The input.
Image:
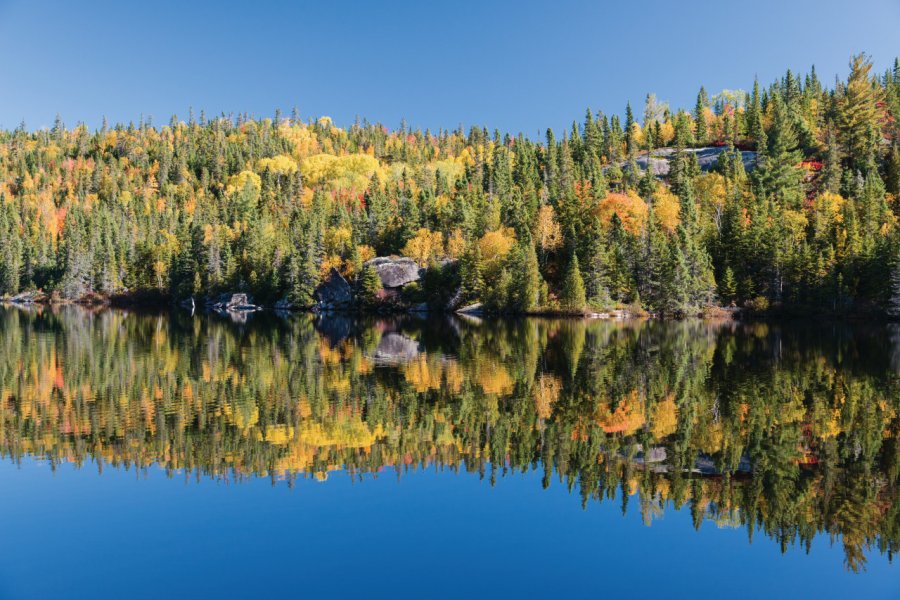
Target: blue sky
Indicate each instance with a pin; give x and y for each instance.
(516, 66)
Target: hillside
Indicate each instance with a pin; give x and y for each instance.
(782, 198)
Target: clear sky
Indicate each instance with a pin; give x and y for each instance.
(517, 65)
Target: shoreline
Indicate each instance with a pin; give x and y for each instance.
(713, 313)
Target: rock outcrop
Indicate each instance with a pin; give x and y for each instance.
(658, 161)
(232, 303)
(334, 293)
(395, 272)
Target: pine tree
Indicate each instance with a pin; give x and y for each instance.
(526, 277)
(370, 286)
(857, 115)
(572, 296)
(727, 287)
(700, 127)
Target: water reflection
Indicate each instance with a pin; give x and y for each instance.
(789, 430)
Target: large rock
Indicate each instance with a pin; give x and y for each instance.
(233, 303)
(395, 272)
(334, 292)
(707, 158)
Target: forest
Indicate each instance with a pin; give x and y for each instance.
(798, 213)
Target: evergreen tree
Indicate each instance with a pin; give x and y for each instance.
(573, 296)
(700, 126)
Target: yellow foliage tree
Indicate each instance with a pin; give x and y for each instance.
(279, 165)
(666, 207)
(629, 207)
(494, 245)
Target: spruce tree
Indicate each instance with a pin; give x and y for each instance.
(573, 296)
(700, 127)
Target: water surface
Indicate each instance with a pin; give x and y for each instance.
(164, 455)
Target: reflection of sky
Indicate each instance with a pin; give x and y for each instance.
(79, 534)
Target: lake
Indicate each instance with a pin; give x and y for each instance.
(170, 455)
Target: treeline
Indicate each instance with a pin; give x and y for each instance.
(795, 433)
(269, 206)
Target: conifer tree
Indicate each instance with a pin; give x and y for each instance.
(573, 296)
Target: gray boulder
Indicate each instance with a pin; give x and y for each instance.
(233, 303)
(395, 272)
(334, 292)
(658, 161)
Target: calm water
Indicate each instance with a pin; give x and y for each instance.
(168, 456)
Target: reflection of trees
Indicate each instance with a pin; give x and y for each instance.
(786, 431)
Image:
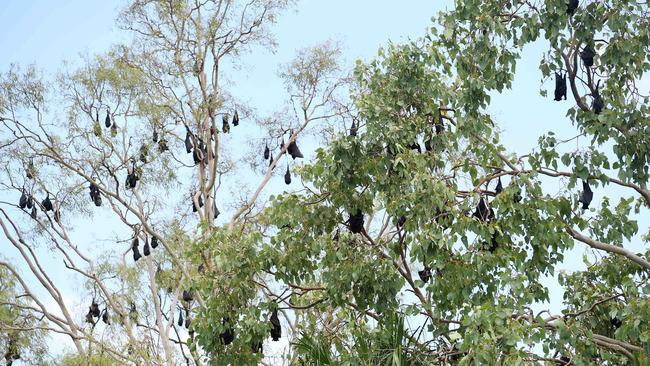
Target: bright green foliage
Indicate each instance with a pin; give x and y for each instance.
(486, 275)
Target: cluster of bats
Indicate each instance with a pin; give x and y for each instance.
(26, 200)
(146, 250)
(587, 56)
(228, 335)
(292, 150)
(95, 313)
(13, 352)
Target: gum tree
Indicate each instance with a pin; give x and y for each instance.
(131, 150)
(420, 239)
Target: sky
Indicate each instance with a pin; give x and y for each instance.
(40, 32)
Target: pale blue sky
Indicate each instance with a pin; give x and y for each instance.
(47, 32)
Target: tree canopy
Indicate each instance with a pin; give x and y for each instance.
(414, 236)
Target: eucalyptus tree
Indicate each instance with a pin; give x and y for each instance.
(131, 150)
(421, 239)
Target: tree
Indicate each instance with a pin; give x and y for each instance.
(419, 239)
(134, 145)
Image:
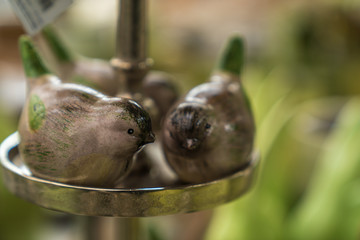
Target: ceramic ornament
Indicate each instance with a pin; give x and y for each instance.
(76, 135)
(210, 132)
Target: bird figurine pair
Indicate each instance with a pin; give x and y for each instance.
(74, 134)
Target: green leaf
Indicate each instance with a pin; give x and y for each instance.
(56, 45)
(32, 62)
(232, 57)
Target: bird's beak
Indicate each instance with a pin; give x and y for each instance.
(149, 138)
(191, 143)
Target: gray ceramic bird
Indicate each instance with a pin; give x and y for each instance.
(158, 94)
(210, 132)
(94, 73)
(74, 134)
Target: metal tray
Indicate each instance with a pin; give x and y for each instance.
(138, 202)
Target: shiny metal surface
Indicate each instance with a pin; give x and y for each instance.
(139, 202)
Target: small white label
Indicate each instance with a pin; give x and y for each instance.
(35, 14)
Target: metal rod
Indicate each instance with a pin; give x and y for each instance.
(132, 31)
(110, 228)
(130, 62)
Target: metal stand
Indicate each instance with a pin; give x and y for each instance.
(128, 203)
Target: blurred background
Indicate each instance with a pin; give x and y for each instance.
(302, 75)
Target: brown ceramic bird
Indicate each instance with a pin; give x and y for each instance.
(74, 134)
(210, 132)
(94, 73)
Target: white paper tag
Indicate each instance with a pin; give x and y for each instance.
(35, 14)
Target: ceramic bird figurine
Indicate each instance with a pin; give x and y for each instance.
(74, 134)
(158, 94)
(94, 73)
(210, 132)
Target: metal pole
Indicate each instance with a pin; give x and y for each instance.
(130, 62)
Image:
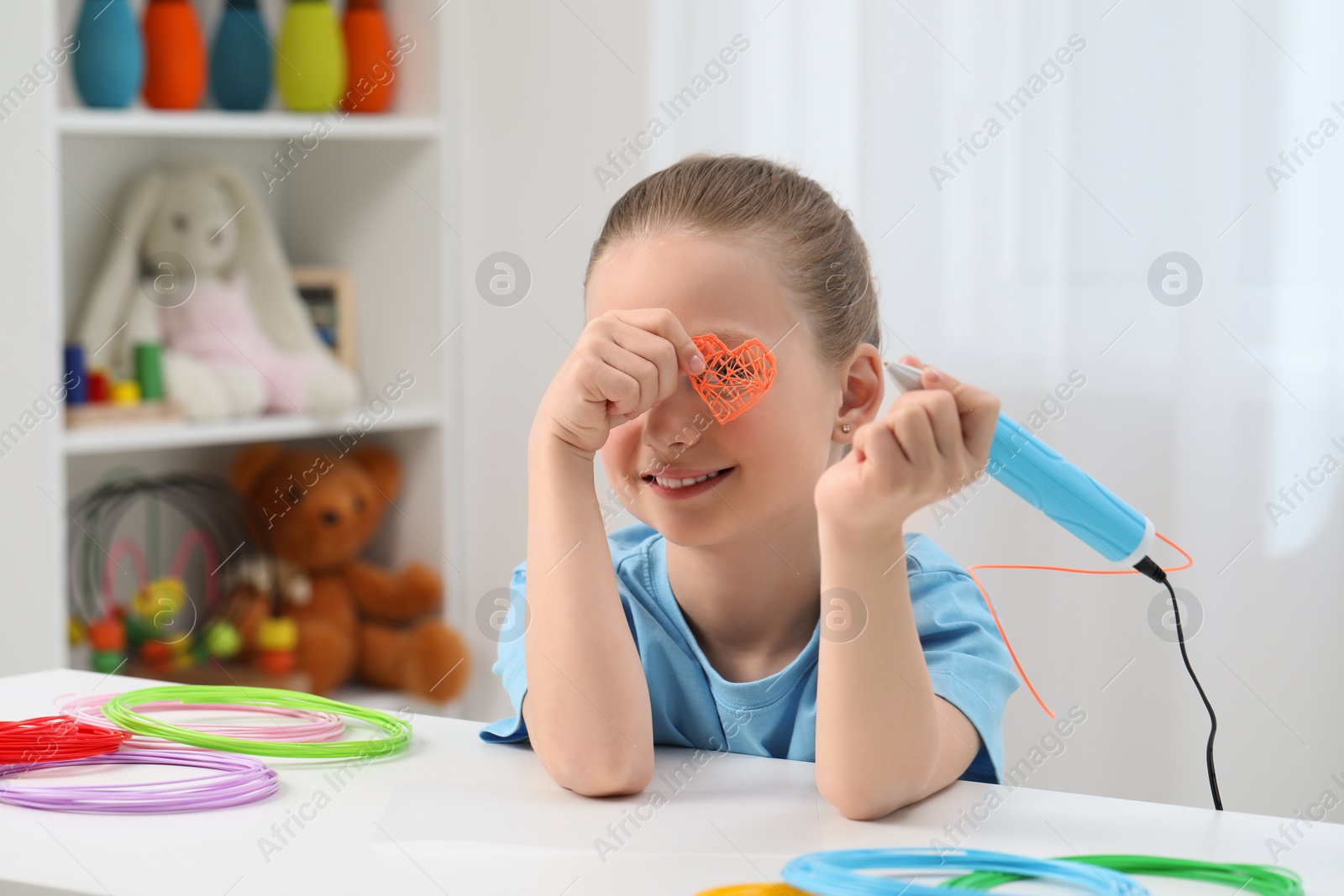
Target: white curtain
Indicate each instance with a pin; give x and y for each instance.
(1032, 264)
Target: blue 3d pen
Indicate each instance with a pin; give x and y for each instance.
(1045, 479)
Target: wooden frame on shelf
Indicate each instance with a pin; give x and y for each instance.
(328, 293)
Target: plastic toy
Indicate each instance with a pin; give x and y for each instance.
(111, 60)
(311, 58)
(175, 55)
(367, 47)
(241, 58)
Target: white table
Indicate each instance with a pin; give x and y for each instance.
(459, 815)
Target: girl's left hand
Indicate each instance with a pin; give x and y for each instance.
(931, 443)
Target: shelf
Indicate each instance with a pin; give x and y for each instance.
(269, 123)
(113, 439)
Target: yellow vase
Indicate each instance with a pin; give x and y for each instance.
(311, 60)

Problem details. Format every line of the material above as a numbered list, leaving out blank lines and the pictures.

Response to this exercise.
1. Image:
2. Target: blue sky
3. Indicate each instance with a pin; give x and y for each instance.
4. (516, 66)
5. Target: hillside
6. Indicate each instance with a pin; give x and y for each instance.
7. (782, 198)
8. Target: clear sky
9. Indicate each instance with a pin; give x and y for each instance.
10. (517, 65)
11. Target: shoreline
12. Indicate each instance with a pin; give x and y for each instance.
13. (713, 313)
14. Target: rock outcrop
15. Indicate each instance with a pin; give x and y for each instance.
16. (658, 161)
17. (232, 303)
18. (334, 293)
19. (395, 272)
20. Target: pine tree
21. Indicate each instance with a pin; give x and y for each instance.
22. (526, 277)
23. (370, 286)
24. (857, 115)
25. (572, 296)
26. (727, 287)
27. (700, 127)
28. Target: water reflection
29. Indicate each instance with a pin; give x and y for each instance.
30. (789, 430)
31. Target: large rock
32. Indicate each instance with a pin; give x and y for each instance.
33. (233, 303)
34. (395, 272)
35. (334, 292)
36. (707, 158)
37. Target: forest
38. Indicate each instance with a pin; give x and y for each instance.
39. (798, 213)
40. Target: evergreen tree
41. Indicate each instance with a pin; give x and y for each instance.
42. (573, 296)
43. (700, 126)
44. Target: yellow foliage tree
45. Indicate each instance with a pin; give x and y for each instance.
46. (279, 165)
47. (666, 207)
48. (629, 207)
49. (494, 245)
50. Target: spruce tree
51. Indicate each instance with a pin; give x and y for each instance.
52. (573, 296)
53. (700, 127)
54. Target: water surface
55. Indicate each instance with a pin; give x and y for each instance.
56. (164, 455)
57. Target: reflection of sky
58. Indicate each instance with a pin; give x and y for each instance.
59. (79, 534)
60. Target: lake
61. Indicate each instance with a pin; give x and y for each instance.
62. (170, 455)
63. Target: treeline
64. Indicate each instance with a pin; give x and y for each instance.
65. (795, 433)
66. (269, 206)
67. Target: conifer tree
68. Indicate each instance with a pin; give x and y for each instance.
69. (573, 296)
70. Target: gray boulder
71. Indicate each instance with a pin; give x and y for each instance.
72. (233, 303)
73. (395, 272)
74. (334, 292)
75. (658, 161)
76. Target: calm water
77. Indicate each instance with a pin; give x and y for each instance.
78. (168, 456)
79. Target: reflection of trees
80. Indicate each instance with a pin; give x and y for each instance.
81. (786, 431)
82. Image:
83. Target: bright green foliage
84. Indicate each instance with a pin; give x and y for each instance.
85. (486, 275)
86. Target: cluster of bats
87. Indicate each instance with a pin; give x and y for each instance.
88. (26, 200)
89. (146, 250)
90. (587, 56)
91. (228, 335)
92. (292, 150)
93. (95, 313)
94. (13, 352)
95. Target: gum tree
96. Indicate each instance with a pin; give x and y for each instance.
97. (131, 150)
98. (420, 239)
99. Target: sky
100. Indicate each instance with a pin; give x and y for each instance.
101. (40, 32)
102. Target: pale blue sky
103. Indicate each instance with a pin; give x and y for each instance.
104. (47, 32)
105. Target: tree canopy
106. Indicate each instance with a pin; give x and y for each instance.
107. (414, 236)
108. Target: eucalyptus tree
109. Indicate each instance with a pin; give x and y for each instance.
110. (131, 150)
111. (421, 239)
112. Target: tree
113. Indicate each instance with a pin; give x and y for each instance.
114. (419, 239)
115. (134, 145)
116. Image:
117. Target: ceramic ornament
118. Indicate each instance with a pin; give x and y for each instance.
119. (76, 135)
120. (210, 132)
121. Target: bird figurine pair
122. Indicate each instance with a pin; give x and y for each instance.
123. (74, 134)
124. Target: green leaf
125. Indicate each instance with a pin; give x and y for each instance.
126. (56, 45)
127. (32, 62)
128. (232, 57)
129. Target: bird's beak
130. Indicate each instance with a pin; give x and y for each instance.
131. (149, 138)
132. (191, 143)
133. Target: gray ceramic bird
134. Indicate each instance with a pin; give x and y for each instance.
135. (158, 94)
136. (210, 132)
137. (94, 73)
138. (74, 134)
139. Target: metal tray
140. Indicate each instance with a pin; give x and y for each instance.
141. (138, 202)
142. Target: shiny metal surface
143. Indicate each instance with a pin; give x and y for each instance.
144. (139, 202)
145. Target: small white label
146. Indicate each instance with a pin; give x and y for each instance.
147. (35, 14)
148. Target: metal rod
149. Indicate each instance with a pin; give x and y for each instance.
150. (132, 31)
151. (110, 228)
152. (130, 62)
153. Target: metal stand
154. Indicate each instance with a pin; give x and y for each instance.
155. (128, 203)
156. Target: blurred background
157. Indicate each instance with a pin; give x and y for each instance.
158. (302, 75)
159. Target: brown ceramic bird
160. Indicate each instance with a pin; give x and y for each instance.
161. (74, 134)
162. (210, 132)
163. (94, 73)
164. Target: white paper tag
165. Indicate each instance with a pin; give x and y for each instance.
166. (35, 14)
167. Target: ceramic bird figurine
168. Indicate each instance with a pin; give x and y for each instance.
169. (74, 134)
170. (158, 94)
171. (94, 73)
172. (210, 132)
173. Target: metal pole
174. Indicate each instance with a pin; give x and y for each instance.
175. (130, 62)
176. Image:
177. Target: white curtain
178. Indicate each instance with a pin; give x and y for each instance.
179. (1032, 264)
180. Target: blue 3d pen
181. Indicate each instance with a pin; give x and y for each instance.
182. (1045, 479)
183. Target: wooden frame on shelf
184. Indicate each instance with a pin; give x and y for each instance.
185. (328, 293)
186. Target: plastic toy
187. Indicate each instance with a pin; give x and y for each instance.
188. (111, 60)
189. (311, 58)
190. (175, 55)
191. (367, 47)
192. (241, 58)
193. Target: white table
194. Indicate each instance with a pin; give x and y for each instance.
195. (459, 815)
196. Target: girl's left hand
197. Indicate each instance with a pin; give x and y for each instance.
198. (931, 443)
199. Target: shelf
200. Indicate each instance with a pin; give x and y for each instance.
201. (269, 123)
202. (113, 439)
203. Target: yellow vase
204. Indicate each instance with a pin; give x and y for each instance.
205. (311, 60)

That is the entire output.